■ **Task statement**
Transcribe the data below exactly, but only from the line containing "Per the specification, this detector localizes the shadow" through its final line, both included.

** Raw data follows **

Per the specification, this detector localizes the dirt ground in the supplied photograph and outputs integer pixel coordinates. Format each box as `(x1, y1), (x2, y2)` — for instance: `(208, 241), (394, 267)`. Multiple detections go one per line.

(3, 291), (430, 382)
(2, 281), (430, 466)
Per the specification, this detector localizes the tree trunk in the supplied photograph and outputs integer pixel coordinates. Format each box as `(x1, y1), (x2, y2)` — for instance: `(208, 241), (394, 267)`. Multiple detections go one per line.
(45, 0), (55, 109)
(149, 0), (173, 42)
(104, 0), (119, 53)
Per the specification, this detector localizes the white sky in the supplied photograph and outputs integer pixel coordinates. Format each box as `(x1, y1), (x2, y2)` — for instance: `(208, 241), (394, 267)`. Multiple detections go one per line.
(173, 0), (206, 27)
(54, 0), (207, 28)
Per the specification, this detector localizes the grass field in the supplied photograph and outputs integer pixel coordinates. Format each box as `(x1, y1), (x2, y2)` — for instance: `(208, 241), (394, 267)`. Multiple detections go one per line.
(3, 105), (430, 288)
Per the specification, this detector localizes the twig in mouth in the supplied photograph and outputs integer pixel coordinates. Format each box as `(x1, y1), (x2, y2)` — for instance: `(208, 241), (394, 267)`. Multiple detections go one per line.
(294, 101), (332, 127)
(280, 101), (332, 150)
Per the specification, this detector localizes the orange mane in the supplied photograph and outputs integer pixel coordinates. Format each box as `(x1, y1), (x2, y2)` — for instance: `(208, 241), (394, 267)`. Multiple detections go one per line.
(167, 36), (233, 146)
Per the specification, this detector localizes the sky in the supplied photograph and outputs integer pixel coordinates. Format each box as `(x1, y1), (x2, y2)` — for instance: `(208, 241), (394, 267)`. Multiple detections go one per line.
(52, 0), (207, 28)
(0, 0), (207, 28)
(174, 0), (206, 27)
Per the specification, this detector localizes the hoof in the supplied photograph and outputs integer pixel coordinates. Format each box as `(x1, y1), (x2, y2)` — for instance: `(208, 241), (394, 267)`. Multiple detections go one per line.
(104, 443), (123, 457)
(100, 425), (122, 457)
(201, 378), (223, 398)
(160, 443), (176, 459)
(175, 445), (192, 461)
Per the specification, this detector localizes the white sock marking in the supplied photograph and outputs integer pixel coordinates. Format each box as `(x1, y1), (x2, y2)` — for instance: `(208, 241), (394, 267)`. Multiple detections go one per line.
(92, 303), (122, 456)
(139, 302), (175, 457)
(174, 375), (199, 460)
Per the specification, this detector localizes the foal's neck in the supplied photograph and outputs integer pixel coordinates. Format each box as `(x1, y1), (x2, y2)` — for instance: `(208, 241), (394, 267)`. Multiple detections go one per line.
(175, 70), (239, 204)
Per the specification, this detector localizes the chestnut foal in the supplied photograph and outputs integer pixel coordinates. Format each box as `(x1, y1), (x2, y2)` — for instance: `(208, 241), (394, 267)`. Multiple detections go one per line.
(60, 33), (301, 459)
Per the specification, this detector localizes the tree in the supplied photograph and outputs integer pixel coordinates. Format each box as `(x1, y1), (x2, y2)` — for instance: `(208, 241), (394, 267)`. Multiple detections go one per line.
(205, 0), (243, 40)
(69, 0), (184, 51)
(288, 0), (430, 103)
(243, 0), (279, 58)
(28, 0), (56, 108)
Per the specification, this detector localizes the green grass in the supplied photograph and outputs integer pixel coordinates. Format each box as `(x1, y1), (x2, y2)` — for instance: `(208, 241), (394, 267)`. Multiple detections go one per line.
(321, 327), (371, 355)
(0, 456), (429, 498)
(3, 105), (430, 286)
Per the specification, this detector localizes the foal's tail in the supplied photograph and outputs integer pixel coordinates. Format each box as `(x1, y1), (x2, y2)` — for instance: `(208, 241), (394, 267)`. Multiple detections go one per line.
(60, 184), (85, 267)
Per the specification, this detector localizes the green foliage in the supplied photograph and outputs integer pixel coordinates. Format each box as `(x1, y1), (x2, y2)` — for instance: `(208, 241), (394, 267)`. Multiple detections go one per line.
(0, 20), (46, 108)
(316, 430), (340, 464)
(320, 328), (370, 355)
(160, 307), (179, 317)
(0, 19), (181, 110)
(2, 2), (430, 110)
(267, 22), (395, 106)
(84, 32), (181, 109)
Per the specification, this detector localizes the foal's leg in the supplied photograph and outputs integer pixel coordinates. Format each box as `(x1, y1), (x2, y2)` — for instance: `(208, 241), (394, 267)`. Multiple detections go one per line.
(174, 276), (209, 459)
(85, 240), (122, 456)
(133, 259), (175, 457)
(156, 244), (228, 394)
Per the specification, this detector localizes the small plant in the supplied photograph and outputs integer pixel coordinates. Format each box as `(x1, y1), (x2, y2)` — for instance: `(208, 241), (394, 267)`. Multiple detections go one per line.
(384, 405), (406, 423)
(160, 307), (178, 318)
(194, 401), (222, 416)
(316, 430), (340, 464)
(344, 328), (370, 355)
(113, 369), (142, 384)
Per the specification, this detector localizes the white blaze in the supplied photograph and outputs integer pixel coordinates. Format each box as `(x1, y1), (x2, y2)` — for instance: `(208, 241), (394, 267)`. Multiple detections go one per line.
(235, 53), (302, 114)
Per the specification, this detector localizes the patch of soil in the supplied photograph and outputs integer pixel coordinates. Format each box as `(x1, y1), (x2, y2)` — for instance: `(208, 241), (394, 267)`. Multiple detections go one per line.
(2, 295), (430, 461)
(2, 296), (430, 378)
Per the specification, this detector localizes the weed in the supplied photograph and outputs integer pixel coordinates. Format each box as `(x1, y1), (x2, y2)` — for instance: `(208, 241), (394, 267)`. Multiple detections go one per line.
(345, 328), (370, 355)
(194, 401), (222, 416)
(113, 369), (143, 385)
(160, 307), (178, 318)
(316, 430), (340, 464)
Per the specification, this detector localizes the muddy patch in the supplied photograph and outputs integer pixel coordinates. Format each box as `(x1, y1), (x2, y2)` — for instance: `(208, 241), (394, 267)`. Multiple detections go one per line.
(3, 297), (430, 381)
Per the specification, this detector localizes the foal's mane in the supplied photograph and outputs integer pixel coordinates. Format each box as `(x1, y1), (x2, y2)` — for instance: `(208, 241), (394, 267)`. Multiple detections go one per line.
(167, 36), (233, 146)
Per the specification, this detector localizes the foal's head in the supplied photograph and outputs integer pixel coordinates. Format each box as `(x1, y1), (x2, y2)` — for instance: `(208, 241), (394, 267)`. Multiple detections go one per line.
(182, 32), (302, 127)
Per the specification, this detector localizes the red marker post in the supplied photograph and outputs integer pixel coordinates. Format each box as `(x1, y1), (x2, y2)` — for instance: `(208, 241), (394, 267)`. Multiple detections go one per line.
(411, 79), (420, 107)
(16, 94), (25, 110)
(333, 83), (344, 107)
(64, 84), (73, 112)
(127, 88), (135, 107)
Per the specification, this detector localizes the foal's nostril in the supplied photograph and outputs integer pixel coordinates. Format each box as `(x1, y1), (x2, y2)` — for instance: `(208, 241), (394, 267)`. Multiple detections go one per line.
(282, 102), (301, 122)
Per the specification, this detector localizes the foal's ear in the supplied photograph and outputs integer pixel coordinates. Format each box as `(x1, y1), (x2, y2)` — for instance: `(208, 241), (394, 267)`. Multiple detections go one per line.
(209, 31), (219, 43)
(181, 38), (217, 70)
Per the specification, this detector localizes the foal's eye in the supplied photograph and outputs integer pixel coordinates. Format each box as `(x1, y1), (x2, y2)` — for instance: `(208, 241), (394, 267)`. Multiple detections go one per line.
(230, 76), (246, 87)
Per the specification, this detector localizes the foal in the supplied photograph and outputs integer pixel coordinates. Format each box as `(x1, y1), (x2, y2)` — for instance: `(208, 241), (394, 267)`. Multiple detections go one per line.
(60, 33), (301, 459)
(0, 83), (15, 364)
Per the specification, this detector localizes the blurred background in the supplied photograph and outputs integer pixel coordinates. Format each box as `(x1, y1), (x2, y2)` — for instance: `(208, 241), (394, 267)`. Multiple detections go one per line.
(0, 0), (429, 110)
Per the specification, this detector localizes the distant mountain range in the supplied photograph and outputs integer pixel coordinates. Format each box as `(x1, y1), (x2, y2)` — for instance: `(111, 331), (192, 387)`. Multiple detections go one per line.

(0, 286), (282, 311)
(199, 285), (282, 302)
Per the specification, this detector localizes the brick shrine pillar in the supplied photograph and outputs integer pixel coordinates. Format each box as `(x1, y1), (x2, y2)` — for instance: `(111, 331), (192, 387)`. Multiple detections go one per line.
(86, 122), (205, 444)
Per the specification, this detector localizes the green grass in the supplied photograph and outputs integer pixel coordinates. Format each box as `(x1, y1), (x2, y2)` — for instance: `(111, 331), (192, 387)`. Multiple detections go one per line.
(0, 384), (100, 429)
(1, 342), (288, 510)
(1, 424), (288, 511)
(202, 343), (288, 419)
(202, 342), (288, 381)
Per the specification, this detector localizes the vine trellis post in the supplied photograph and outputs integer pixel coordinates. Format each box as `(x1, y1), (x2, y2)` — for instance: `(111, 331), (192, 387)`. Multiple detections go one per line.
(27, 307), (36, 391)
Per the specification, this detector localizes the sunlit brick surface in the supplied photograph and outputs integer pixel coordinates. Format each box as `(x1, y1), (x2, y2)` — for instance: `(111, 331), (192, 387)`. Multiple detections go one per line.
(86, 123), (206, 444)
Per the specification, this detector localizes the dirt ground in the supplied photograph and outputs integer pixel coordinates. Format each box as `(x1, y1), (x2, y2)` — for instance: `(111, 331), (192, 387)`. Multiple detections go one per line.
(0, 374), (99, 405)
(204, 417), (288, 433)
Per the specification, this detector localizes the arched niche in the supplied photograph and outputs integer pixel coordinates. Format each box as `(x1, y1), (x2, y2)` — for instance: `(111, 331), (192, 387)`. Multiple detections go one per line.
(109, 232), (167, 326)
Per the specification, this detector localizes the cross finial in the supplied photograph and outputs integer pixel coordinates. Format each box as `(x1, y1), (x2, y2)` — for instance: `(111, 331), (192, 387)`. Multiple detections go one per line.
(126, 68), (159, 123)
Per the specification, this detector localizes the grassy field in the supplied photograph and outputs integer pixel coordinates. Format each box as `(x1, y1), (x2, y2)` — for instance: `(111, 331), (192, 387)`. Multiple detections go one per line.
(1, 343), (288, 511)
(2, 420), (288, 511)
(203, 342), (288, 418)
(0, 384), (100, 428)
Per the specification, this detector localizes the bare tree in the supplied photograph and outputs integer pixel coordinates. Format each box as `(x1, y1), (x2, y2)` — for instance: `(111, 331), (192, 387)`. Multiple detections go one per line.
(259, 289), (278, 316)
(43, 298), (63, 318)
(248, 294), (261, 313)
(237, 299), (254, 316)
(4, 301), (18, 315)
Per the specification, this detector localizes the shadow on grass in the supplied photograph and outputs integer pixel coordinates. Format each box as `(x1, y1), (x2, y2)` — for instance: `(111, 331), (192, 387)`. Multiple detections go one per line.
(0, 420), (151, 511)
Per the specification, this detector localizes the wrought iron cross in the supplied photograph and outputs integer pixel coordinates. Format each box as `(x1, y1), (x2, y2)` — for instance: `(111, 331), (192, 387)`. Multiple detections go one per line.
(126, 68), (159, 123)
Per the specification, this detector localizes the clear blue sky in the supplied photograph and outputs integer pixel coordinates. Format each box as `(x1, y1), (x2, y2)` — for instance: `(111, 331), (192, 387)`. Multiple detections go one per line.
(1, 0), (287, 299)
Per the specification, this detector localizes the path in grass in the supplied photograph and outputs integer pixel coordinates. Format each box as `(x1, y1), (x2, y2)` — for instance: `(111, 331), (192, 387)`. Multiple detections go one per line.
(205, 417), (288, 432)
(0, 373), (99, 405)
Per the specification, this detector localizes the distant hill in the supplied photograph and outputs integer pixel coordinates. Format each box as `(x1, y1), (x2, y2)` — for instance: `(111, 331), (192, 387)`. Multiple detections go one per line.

** End of Raw data **

■ **Answer for the task**
Per the specification, this detector localizes the shadow on grass in the supplied photograph and outputs integer pixel coordinates. Format each box as `(x1, y1), (x2, y2)` — for instance: `(111, 331), (192, 387)`. Multiple detections go one per line.
(0, 420), (151, 511)
Per the specification, this detector localizes the wrought iron cross in the supplied photograph and outputs integer pixel coordinates. Format each box as `(x1, y1), (x2, y2)` — for instance: `(111, 331), (192, 387)`. Multiple detections go one per line.
(126, 68), (159, 123)
Per the specification, this detector localizes the clear blue sky in the supplied photograph and outputs integer pixel coordinates. Format each box as `(x1, y1), (x2, y2)` — for instance: `(111, 331), (192, 387)`. Multiple detections go one per line.
(1, 0), (287, 299)
Per the specification, this detector localizes the path in grass in the supplied photograph and outputs integer pixel coordinates. Format each box as `(x1, y1), (x2, y2)` — for instance: `(111, 331), (192, 387)`. Multiple detections go one per line.
(205, 417), (288, 432)
(0, 373), (99, 405)
Per the specification, this detector localizes the distant hill in the supplied photograph and outputs integer pixel coordinates. Format each box as `(x1, y1), (x2, y2)` — for instance: `(111, 331), (192, 387)`. Multiple detections go one per line.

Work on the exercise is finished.